- Job: Exact reproduction is required for all entries.

- Supplied records:
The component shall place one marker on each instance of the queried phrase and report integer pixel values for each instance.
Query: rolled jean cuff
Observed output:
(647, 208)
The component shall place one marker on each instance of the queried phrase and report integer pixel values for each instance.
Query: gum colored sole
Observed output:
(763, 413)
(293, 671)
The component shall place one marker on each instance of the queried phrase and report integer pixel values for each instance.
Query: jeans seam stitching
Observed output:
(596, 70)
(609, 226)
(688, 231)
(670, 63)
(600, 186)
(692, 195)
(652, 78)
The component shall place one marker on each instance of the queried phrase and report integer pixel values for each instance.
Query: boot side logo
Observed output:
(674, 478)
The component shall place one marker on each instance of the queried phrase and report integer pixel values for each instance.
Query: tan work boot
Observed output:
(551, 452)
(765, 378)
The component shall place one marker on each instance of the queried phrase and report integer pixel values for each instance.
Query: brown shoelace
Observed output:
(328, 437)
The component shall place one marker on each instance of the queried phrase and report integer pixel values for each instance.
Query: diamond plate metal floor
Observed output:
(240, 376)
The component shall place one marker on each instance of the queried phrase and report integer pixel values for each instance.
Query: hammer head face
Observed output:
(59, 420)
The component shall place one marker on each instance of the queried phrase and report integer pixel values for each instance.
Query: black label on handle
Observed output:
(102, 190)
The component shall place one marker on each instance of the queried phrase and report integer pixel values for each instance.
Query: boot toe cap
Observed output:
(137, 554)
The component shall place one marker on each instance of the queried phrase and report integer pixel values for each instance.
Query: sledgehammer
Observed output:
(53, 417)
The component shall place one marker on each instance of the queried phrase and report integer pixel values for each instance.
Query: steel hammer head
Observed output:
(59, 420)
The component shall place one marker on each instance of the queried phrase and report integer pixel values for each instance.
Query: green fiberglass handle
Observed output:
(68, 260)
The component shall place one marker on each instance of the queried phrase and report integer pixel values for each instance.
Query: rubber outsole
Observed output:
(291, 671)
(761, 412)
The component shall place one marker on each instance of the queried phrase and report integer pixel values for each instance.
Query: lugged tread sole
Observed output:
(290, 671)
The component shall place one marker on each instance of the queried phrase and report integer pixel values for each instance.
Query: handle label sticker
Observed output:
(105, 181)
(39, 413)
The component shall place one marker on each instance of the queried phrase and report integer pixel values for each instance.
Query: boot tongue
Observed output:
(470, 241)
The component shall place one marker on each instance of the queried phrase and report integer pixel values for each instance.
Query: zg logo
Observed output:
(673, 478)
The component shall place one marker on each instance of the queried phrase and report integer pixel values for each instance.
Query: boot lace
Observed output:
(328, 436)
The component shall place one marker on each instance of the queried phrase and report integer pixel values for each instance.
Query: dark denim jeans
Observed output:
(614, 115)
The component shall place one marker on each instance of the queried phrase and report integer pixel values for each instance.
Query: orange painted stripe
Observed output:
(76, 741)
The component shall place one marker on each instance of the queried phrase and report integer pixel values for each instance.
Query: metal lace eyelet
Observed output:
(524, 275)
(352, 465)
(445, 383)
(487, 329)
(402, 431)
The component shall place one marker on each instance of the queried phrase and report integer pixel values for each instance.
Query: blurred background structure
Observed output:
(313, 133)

- Exercise result:
The component shall place one marker on each instance of the queried phrase and report integer pixel values for each instance.
Query: rolled jean cuff
Observed output:
(647, 208)
The component shall place one marker on each instance of the queried phrase and report integer pixel values for each instance.
Query: gum colored sole
Observed output:
(763, 413)
(293, 671)
The component shall place one marker on each instance of the queried phrase and report integer pixel values for each instance.
Query: jeans seam stitching
Observed output:
(596, 70)
(609, 226)
(688, 231)
(670, 63)
(600, 186)
(692, 195)
(652, 78)
The component shall place one marker on each instance of the queried phrase and report integer pixel values for each instance.
Query: boot side logo
Observed output:
(674, 478)
The component shall place one marker on each instance of the queried phrase and report integer pixel values for each instance.
Query: tan work boot
Observed output:
(551, 452)
(765, 378)
The component shall place one marker on each instance of the queried phrase and report integer pixel values for each instance.
Query: brown shoelace
Observed output:
(328, 437)
The component shall place one marker on each instance of the queried phrase and report integer pixel values for each instance.
Query: diamond plate metal floor
Observed output:
(240, 376)
The component shall place one marker on each instance of the queried phrase and report integer pixel values for each instance.
Query: hammer head face
Observed output:
(59, 420)
The component shall place one marker on each instance of the queried phrase and report integer pixel values for each instance.
Query: black label on handle
Observed output:
(102, 190)
The component shall place one marker on each instance of the queried phrase and report integer pixel values for each instance.
Query: boot toe cap
Observed output:
(137, 554)
The component shall place one marker on each instance of the queried phrase and report integer pixel values for each instance.
Query: sledgehammer
Observed output:
(53, 417)
The component shall place one marker on each instance of the queried phrase and report integer pixel values for each instance.
Query: steel hammer head
Observed output:
(59, 420)
The component shall place one marker on each instance of the queried phrase and report integer pixel values for each instance.
Query: green fiberglass handle
Observed output:
(68, 260)
The component shall place one marker on each instance of the queried phrase and report integer pixel values for each instance.
Query: rubber outsole
Observed output:
(291, 671)
(761, 412)
The component shall place one marker on each instance of the queried phrase and report integer pixel values for each instance.
Query: lugged tread sole
Observed output:
(290, 671)
The component shall place one marker on each instance of the queried phrase and report integer pixel values for each instance.
Query: handle label sticker
Observed output:
(105, 181)
(39, 413)
The component shall place one marker on each instance of the queried phrase and report integer pixel values for each instance.
Query: boot tongue
Observed output:
(470, 241)
The component shall place one marker on each instance of the queried phrase and report integer pixel values for each instance.
Query: zg logo
Observed output:
(673, 478)
The component shall place one marker on each instance of the queried phrase and report integer pixel values for each instance.
Query: boot lace
Observed output:
(328, 436)
The component shall place one marker on each instance of the queried phrase and report integer pixel values for each instance.
Query: dark denim jeans
Observed output:
(614, 115)
The component shall place one marker on each instance of the queried phrase and report integer pixel values for each instance.
Query: orange painted stripe
Observed output:
(76, 741)
The component shall place one marker on each instance of the queried phrase and report integer pixel values for each instance.
Query: metal lace eyelet
Observed output:
(524, 275)
(352, 465)
(445, 383)
(487, 329)
(402, 431)
The component shall place one marker on each instance of the queried phrase and report integer pixel values for each instance.
Query: blurred background structure
Observed output:
(313, 133)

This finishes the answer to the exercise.